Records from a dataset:
·····

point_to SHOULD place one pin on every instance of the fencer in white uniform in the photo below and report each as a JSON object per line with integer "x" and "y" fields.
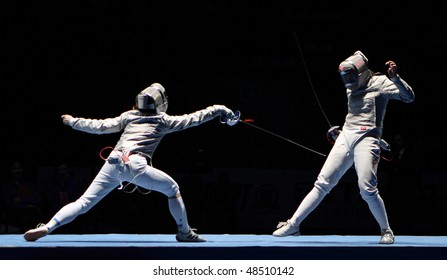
{"x": 358, "y": 143}
{"x": 130, "y": 161}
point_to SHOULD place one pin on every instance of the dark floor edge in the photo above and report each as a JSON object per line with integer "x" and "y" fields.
{"x": 225, "y": 253}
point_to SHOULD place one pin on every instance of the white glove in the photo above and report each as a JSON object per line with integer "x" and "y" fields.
{"x": 66, "y": 119}
{"x": 230, "y": 118}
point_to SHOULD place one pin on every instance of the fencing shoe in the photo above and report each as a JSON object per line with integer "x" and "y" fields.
{"x": 33, "y": 234}
{"x": 387, "y": 237}
{"x": 286, "y": 229}
{"x": 190, "y": 236}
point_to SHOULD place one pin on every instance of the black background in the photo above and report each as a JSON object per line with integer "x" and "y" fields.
{"x": 91, "y": 58}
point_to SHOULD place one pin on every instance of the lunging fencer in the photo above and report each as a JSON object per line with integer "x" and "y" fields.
{"x": 130, "y": 160}
{"x": 358, "y": 143}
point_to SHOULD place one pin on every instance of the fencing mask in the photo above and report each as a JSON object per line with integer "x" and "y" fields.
{"x": 152, "y": 99}
{"x": 354, "y": 71}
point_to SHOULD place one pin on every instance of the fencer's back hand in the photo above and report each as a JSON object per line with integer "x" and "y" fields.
{"x": 228, "y": 117}
{"x": 233, "y": 119}
{"x": 66, "y": 119}
{"x": 392, "y": 68}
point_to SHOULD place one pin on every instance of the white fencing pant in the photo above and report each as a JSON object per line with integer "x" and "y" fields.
{"x": 111, "y": 175}
{"x": 365, "y": 156}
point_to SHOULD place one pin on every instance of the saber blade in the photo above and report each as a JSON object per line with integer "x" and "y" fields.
{"x": 279, "y": 136}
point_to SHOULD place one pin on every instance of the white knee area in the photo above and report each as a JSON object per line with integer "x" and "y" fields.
{"x": 369, "y": 195}
{"x": 85, "y": 204}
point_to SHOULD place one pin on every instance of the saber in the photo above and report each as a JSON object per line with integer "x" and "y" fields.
{"x": 237, "y": 116}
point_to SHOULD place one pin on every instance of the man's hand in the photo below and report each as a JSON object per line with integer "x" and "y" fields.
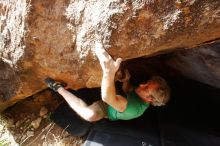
{"x": 109, "y": 66}
{"x": 123, "y": 75}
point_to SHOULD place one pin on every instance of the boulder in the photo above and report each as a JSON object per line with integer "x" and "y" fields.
{"x": 56, "y": 38}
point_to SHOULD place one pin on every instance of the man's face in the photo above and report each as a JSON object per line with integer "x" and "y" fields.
{"x": 145, "y": 90}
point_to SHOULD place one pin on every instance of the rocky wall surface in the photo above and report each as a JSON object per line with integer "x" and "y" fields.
{"x": 56, "y": 38}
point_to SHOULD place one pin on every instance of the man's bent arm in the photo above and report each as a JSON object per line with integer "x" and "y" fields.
{"x": 110, "y": 67}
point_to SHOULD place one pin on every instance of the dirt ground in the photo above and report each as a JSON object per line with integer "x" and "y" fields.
{"x": 28, "y": 123}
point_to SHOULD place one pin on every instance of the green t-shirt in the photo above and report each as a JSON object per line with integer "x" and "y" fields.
{"x": 135, "y": 108}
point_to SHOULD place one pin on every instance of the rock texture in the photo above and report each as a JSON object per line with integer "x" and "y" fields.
{"x": 56, "y": 38}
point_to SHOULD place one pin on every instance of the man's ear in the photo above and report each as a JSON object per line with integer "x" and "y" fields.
{"x": 143, "y": 85}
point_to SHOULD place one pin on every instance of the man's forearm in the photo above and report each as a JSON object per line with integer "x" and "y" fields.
{"x": 108, "y": 87}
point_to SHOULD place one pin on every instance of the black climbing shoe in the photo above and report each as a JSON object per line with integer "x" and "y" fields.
{"x": 54, "y": 85}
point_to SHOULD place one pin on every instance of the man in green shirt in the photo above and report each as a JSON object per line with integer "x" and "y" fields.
{"x": 112, "y": 106}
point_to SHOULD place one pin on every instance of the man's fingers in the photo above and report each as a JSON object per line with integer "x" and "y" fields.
{"x": 101, "y": 52}
{"x": 118, "y": 62}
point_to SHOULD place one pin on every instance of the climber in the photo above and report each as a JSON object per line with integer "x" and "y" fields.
{"x": 154, "y": 91}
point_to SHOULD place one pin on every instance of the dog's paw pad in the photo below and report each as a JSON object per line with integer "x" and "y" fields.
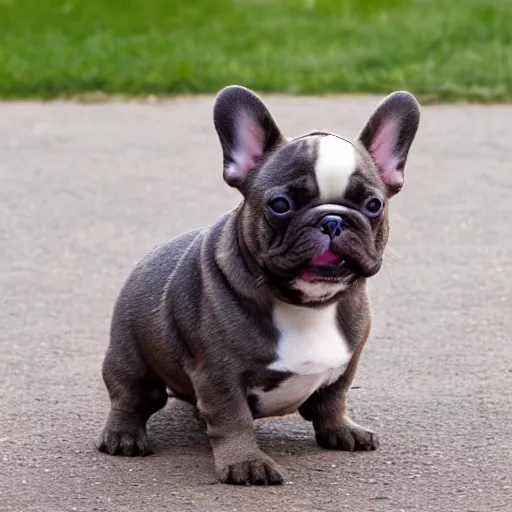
{"x": 124, "y": 442}
{"x": 252, "y": 472}
{"x": 347, "y": 438}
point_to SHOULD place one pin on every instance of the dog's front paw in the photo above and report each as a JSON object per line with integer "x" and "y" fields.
{"x": 130, "y": 441}
{"x": 253, "y": 471}
{"x": 347, "y": 437}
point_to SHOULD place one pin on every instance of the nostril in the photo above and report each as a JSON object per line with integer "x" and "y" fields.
{"x": 331, "y": 225}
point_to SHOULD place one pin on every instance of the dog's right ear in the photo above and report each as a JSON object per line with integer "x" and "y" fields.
{"x": 246, "y": 131}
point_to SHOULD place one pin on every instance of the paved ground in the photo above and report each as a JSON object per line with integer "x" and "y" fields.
{"x": 87, "y": 190}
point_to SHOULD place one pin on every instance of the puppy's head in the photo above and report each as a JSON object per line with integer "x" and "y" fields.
{"x": 315, "y": 213}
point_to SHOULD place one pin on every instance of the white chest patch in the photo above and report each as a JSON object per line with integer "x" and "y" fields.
{"x": 312, "y": 348}
{"x": 335, "y": 163}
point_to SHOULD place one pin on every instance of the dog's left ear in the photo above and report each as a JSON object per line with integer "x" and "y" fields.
{"x": 246, "y": 131}
{"x": 388, "y": 136}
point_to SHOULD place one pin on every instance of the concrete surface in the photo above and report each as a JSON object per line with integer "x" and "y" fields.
{"x": 87, "y": 190}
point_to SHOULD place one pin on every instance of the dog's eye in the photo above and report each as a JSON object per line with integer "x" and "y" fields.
{"x": 374, "y": 207}
{"x": 280, "y": 205}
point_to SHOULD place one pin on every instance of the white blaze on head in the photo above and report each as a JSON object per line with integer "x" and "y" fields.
{"x": 336, "y": 161}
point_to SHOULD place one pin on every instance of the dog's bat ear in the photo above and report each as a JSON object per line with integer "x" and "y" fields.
{"x": 388, "y": 136}
{"x": 246, "y": 131}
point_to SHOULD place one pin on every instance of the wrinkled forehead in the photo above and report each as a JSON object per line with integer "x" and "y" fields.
{"x": 330, "y": 162}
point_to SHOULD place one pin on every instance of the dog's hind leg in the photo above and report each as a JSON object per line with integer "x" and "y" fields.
{"x": 135, "y": 394}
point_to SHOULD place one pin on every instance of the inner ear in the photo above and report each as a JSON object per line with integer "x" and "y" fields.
{"x": 388, "y": 137}
{"x": 246, "y": 130}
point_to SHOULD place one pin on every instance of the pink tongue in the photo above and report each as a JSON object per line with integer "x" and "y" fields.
{"x": 326, "y": 258}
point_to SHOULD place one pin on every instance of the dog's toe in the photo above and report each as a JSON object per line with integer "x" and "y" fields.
{"x": 124, "y": 442}
{"x": 252, "y": 472}
{"x": 347, "y": 438}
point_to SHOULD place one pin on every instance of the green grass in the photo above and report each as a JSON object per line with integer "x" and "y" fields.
{"x": 438, "y": 49}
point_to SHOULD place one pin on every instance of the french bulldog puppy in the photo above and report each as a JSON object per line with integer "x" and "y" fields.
{"x": 266, "y": 312}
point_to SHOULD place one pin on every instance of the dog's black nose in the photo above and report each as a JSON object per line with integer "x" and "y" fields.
{"x": 331, "y": 225}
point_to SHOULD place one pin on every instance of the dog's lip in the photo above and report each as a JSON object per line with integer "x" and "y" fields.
{"x": 327, "y": 258}
{"x": 325, "y": 273}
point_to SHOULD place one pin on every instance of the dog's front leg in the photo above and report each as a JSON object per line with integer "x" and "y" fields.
{"x": 327, "y": 409}
{"x": 222, "y": 402}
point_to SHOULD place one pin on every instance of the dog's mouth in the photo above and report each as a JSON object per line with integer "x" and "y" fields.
{"x": 329, "y": 267}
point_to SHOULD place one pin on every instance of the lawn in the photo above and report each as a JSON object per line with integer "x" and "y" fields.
{"x": 438, "y": 49}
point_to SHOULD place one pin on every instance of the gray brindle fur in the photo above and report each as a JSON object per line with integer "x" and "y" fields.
{"x": 266, "y": 312}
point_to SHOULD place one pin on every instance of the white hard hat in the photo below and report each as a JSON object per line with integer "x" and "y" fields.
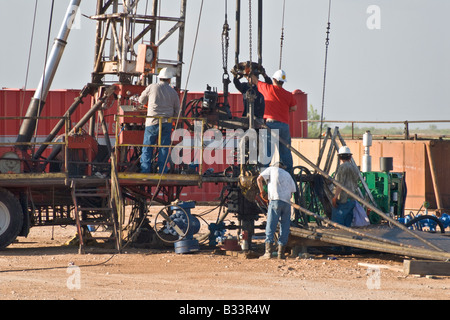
{"x": 344, "y": 150}
{"x": 166, "y": 73}
{"x": 280, "y": 75}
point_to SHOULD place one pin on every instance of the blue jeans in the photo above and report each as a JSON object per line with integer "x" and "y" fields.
{"x": 343, "y": 214}
{"x": 285, "y": 152}
{"x": 151, "y": 137}
{"x": 278, "y": 211}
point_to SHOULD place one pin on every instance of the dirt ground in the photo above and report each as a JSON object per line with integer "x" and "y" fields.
{"x": 42, "y": 267}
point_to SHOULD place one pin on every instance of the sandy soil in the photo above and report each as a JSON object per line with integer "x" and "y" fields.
{"x": 41, "y": 267}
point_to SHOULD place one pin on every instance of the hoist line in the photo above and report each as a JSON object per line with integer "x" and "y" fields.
{"x": 178, "y": 116}
{"x": 282, "y": 34}
{"x": 43, "y": 74}
{"x": 327, "y": 42}
{"x": 29, "y": 58}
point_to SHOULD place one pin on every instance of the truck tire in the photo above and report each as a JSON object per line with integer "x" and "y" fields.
{"x": 11, "y": 218}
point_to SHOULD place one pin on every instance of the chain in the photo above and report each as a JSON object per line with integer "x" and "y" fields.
{"x": 250, "y": 30}
{"x": 282, "y": 35}
{"x": 225, "y": 41}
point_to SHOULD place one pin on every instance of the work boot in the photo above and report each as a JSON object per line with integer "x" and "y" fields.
{"x": 268, "y": 251}
{"x": 281, "y": 250}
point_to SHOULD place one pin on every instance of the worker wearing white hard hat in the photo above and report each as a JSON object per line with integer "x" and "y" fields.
{"x": 280, "y": 76}
{"x": 162, "y": 101}
{"x": 348, "y": 176}
{"x": 279, "y": 104}
{"x": 166, "y": 73}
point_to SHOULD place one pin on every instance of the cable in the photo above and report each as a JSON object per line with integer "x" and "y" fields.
{"x": 178, "y": 117}
{"x": 29, "y": 58}
{"x": 327, "y": 42}
{"x": 282, "y": 34}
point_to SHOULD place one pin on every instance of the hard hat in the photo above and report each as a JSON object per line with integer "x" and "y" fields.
{"x": 279, "y": 164}
{"x": 344, "y": 150}
{"x": 280, "y": 75}
{"x": 166, "y": 73}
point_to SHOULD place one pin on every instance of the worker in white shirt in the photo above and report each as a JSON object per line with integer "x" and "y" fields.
{"x": 280, "y": 187}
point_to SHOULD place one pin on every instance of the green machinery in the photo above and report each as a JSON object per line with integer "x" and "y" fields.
{"x": 389, "y": 192}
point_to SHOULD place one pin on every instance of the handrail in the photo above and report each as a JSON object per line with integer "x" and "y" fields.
{"x": 406, "y": 130}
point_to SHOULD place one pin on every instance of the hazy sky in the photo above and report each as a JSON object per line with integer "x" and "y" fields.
{"x": 389, "y": 64}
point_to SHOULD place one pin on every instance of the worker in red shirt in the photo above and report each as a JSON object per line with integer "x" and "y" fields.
{"x": 279, "y": 104}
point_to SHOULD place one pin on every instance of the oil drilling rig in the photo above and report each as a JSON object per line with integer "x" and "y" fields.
{"x": 80, "y": 175}
{"x": 86, "y": 171}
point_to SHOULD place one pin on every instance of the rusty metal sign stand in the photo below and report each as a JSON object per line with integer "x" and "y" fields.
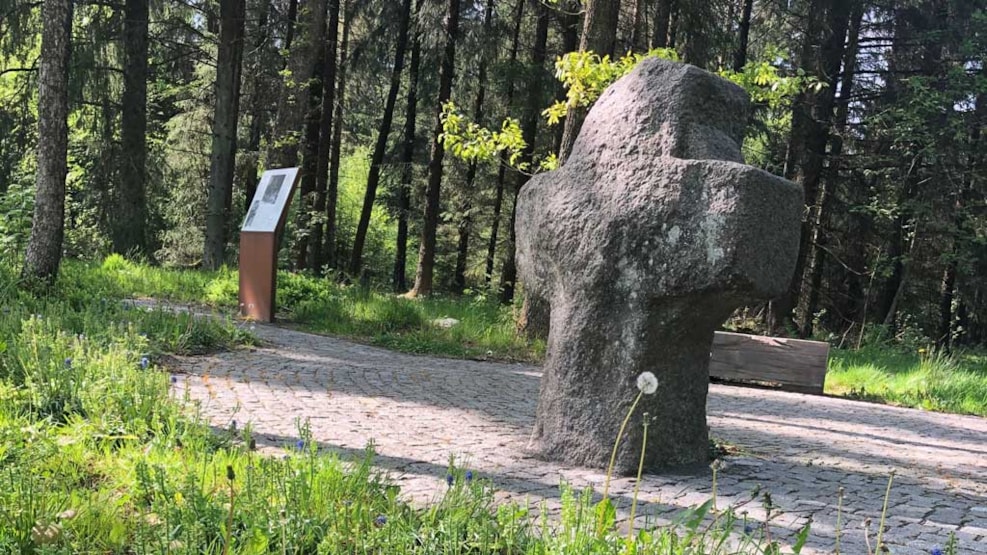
{"x": 260, "y": 236}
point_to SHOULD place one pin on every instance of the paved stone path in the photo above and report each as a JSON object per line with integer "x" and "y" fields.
{"x": 419, "y": 411}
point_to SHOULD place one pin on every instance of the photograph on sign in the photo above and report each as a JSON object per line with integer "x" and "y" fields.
{"x": 270, "y": 200}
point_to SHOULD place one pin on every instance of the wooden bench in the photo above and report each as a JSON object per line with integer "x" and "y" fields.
{"x": 788, "y": 364}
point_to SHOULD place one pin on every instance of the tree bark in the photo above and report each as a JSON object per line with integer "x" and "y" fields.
{"x": 130, "y": 222}
{"x": 639, "y": 30}
{"x": 380, "y": 147}
{"x": 258, "y": 115}
{"x": 231, "y": 15}
{"x": 502, "y": 168}
{"x": 293, "y": 102}
{"x": 317, "y": 251}
{"x": 44, "y": 248}
{"x": 332, "y": 187}
{"x": 663, "y": 13}
{"x": 599, "y": 36}
{"x": 310, "y": 153}
{"x": 465, "y": 223}
{"x": 407, "y": 161}
{"x": 426, "y": 252}
{"x": 740, "y": 57}
{"x": 529, "y": 128}
{"x": 812, "y": 113}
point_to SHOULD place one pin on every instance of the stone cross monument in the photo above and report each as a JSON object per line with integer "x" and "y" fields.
{"x": 643, "y": 243}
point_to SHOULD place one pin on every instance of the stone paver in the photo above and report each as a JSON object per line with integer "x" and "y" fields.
{"x": 419, "y": 411}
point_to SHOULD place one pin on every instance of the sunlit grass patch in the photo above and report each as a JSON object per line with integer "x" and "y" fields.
{"x": 955, "y": 383}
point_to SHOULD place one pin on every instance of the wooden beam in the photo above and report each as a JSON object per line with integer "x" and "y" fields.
{"x": 790, "y": 364}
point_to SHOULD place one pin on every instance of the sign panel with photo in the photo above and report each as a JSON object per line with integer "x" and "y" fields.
{"x": 270, "y": 200}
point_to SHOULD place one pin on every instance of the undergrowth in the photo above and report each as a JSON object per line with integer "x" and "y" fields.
{"x": 101, "y": 452}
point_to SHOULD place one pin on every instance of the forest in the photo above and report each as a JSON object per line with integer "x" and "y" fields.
{"x": 140, "y": 128}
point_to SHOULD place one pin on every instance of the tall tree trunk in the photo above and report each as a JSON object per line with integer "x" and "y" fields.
{"x": 740, "y": 57}
{"x": 407, "y": 161}
{"x": 639, "y": 30}
{"x": 293, "y": 103}
{"x": 258, "y": 114}
{"x": 529, "y": 128}
{"x": 944, "y": 331}
{"x": 694, "y": 27}
{"x": 130, "y": 222}
{"x": 229, "y": 57}
{"x": 813, "y": 280}
{"x": 599, "y": 36}
{"x": 380, "y": 148}
{"x": 663, "y": 13}
{"x": 570, "y": 19}
{"x": 830, "y": 59}
{"x": 317, "y": 250}
{"x": 310, "y": 153}
{"x": 462, "y": 250}
{"x": 821, "y": 54}
{"x": 332, "y": 188}
{"x": 426, "y": 251}
{"x": 502, "y": 168}
{"x": 44, "y": 248}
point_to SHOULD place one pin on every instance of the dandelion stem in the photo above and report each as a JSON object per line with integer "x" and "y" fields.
{"x": 884, "y": 513}
{"x": 616, "y": 444}
{"x": 839, "y": 515}
{"x": 637, "y": 483}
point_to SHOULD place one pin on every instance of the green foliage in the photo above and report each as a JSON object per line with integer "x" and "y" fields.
{"x": 915, "y": 378}
{"x": 767, "y": 86}
{"x": 585, "y": 75}
{"x": 469, "y": 141}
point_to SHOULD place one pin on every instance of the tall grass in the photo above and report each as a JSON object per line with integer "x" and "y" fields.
{"x": 956, "y": 383}
{"x": 100, "y": 452}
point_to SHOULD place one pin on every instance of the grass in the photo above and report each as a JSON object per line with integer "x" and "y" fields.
{"x": 878, "y": 372}
{"x": 897, "y": 376}
{"x": 101, "y": 453}
{"x": 485, "y": 328}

·····

An exact copy of the lines from the one containing "point_to SHOULD place one pin on every instance of the dandelion" through the end of the entries is required, and nothing beyond them.

▶ **Solution**:
point_to SHOULD place one pin on every instance of the dandelion stem in the photo above and report each as a JSON object per line with integer "x" and "y" fields.
{"x": 884, "y": 513}
{"x": 616, "y": 444}
{"x": 839, "y": 515}
{"x": 637, "y": 483}
point_to SHOULD place one pin on every instance of the green foliage in the photo above and report each as a JSON object per line with integer "x" and "y" fields.
{"x": 915, "y": 378}
{"x": 767, "y": 86}
{"x": 585, "y": 75}
{"x": 469, "y": 141}
point_to SHOULD place one pin on every instance of the tall grass in the photo above and report each as a JSON object per line with integer "x" and "y" fields.
{"x": 956, "y": 383}
{"x": 100, "y": 452}
point_to SHOULD place one pin on every instance of the grass in the photo above and report each as a JSON object per line with integer "x" and "y" fields.
{"x": 878, "y": 372}
{"x": 897, "y": 376}
{"x": 101, "y": 453}
{"x": 485, "y": 328}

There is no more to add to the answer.